The data:

/---

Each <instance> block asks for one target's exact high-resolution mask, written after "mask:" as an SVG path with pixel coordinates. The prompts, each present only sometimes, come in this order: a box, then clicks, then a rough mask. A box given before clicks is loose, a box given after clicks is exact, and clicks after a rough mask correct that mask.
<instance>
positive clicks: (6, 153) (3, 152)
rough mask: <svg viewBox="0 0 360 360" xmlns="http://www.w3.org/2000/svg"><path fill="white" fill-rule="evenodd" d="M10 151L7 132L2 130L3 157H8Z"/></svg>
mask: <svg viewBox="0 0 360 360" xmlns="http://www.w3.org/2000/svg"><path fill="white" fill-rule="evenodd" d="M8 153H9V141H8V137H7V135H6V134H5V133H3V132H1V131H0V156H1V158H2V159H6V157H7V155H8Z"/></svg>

\---

Task goal: Wherever a line above contains "instance", copy that line.

Solution for this exercise:
Each <instance> block asks for one target's exact high-resolution mask, written after "mask:" as an SVG path with pixel coordinates. The prompts, each present only sometimes, come in this order: a box, then clicks, then a rough mask. A box given before clicks is loose, a box given after clicks is exact, and clicks after a rough mask correct that mask.
<instance>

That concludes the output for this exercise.